Exercise passage:
***

I didn’t find any rope, but I did discover a pair of bungee cables in my trunk I keep for the occasional roadside bondage emergency. I thought this whole plan was surely destined to fail as they were far too short to go around the whole mattress. He, on the other hand, thought it would be absolutely brilliant to hook the two cables together so they’d reach. He wrestled with the cables until he was satisfied that the mattress was securely fastened.
Let me just say right now that it was not securely fastened. Maybe if we were floating in space it could be securely fastened, but on this planet, with things like gravity and wind and traffic, it’s destined for failure. At the very least, there’s only one length of cable holding it down. Also, he didn’t secure it in the center; the cables were run across the end third of the mattress and the back end was drooping down the SUV’s rear.
He must have realized this was a risky venture, so he asked me to follow him back to his house just in case. Like a moron, I agreed. I tried to rationalize it by saying that I wanted my bungee cables back, but the stupid things cost three dollars. Some things just are not worth saving.
So, off we went. It didn’t start well. I almost smashed into him a few times as he was very learned in the art of pulling out, then stopping suddenly before completing the turn, only to repeat this twice more. We got on the road and I suddenly realized he’s heading for the interstate overpass. The interstate overpass that is extremely high with steep rises and happens to be one of the vortex wind corridors of doom.
This is the point where I inched back a little bit and prayed to every deity I could think of that the mattress would stay down.
He climbed at a reasonable speed and I breathed a little sigh of relief. As he crested the hill, the wind of death picked up and the whole apparatus started to rise. This is the part where he must have thought accelerating would help the mattress stay down. So he accelerated.
The mattress lifted up like a giant sail as he barreled down the other side of the bridge. In my mind’s eye, I saw the bungee cable snap, the mattress fly off his roof, crash into my windshield, and send me and my poor little car plummeting to our deaths on the interstate below. Naturally, I also envisioned an 18-wheeler zooming over my spattered remains, just to finish the job.
Magically, by the grace of whatever physics were working that day, the bungee cords held. The mattress remained upright, like a giant, comfy sail as he zoomed down the bridge. Once he got to the bottom, he must have realized something was amiss, so he slowed down and the mattress plopped back down onto the roof. Unfortunately, all of this caused the mattress to slide a little farther down and it was now being held even less securely than before. Which was kind of like poking holes in sandals to declare them less watertight than before.
My point is, the only thing holding it down was most likely prayers from all the other motorists.
After a few blocks of careful, very slow driving, we hit a stretch of wide, straight streets. This prompted the mattress buyer to speed up because hey, it’s not like he had any reason to go slow, right?
The mattress started to lift off the roof again. I immediately hit my brakes and put as much distance as I could between myself and certain death. As I followed, I watched the mattress rise up higher and higher and higher. This damn thing was one hair from being vertical. The bungee cords were stretched to their limit, straining against the mattress that was determined to fly. Had it lifted one more centimeter, the bungee cords would have snapped down onto the roof and the mattress would have gone soaring right into traffic. No doubt it would have smashed into me, probably out of revenge for selling it to the lowest bidder.
We drove three miles that way. Three miles of the mattress standing on end, one bump away from disaster. When pedestrians weren’t pointing and laughing, they were cringing in horror and diving for the nearest shelter.
Somehow, we made it to his house. The buyer didn’t seem to have any clue what had happened or why I was white as a sheet. He handed me back my bungee cords, paid for the bed, and happily started unloading.
Then I just needed to sell the damn easy chair.

***

What to do:
Print the portion of the mattress story that begins at the words "This is the point" and stops after "finish the job.". The entries that come next have no connection to the mattress story.

Data entries

***

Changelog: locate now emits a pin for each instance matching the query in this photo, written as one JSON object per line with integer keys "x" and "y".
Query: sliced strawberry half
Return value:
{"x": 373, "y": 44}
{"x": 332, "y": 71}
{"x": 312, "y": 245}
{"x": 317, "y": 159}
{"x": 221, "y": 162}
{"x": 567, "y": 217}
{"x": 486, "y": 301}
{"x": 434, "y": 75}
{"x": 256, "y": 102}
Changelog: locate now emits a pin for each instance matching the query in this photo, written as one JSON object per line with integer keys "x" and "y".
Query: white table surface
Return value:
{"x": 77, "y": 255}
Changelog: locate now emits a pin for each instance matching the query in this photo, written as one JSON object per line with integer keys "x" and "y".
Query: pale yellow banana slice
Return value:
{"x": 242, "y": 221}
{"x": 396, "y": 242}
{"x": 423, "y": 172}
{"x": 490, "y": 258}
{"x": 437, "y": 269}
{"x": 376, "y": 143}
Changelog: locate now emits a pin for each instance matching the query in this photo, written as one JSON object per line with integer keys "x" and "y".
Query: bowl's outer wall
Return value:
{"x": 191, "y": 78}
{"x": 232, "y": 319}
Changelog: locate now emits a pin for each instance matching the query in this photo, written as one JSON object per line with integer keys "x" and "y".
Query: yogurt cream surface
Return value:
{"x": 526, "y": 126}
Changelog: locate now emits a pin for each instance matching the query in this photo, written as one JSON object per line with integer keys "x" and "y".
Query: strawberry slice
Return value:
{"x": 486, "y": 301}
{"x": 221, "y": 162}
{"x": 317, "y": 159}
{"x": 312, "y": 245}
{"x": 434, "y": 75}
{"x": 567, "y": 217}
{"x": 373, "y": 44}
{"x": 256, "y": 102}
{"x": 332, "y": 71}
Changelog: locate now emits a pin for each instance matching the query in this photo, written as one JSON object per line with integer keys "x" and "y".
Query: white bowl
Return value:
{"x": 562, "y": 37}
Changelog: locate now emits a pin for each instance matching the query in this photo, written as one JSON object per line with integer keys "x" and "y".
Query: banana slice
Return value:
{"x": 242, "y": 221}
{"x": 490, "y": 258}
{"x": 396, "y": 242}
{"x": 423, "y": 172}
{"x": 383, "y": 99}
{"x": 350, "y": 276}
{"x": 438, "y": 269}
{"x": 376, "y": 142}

***

Response area:
This is the point where I inched back a little bit and prayed to every deity I could think of that the mattress would stay down.
He climbed at a reasonable speed and I breathed a little sigh of relief. As he crested the hill, the wind of death picked up and the whole apparatus started to rise. This is the part where he must have thought accelerating would help the mattress stay down. So he accelerated.
The mattress lifted up like a giant sail as he barreled down the other side of the bridge. In my mind’s eye, I saw the bungee cable snap, the mattress fly off his roof, crash into my windshield, and send me and my poor little car plummeting to our deaths on the interstate below. Naturally, I also envisioned an 18-wheeler zooming over my spattered remains, just to finish the job.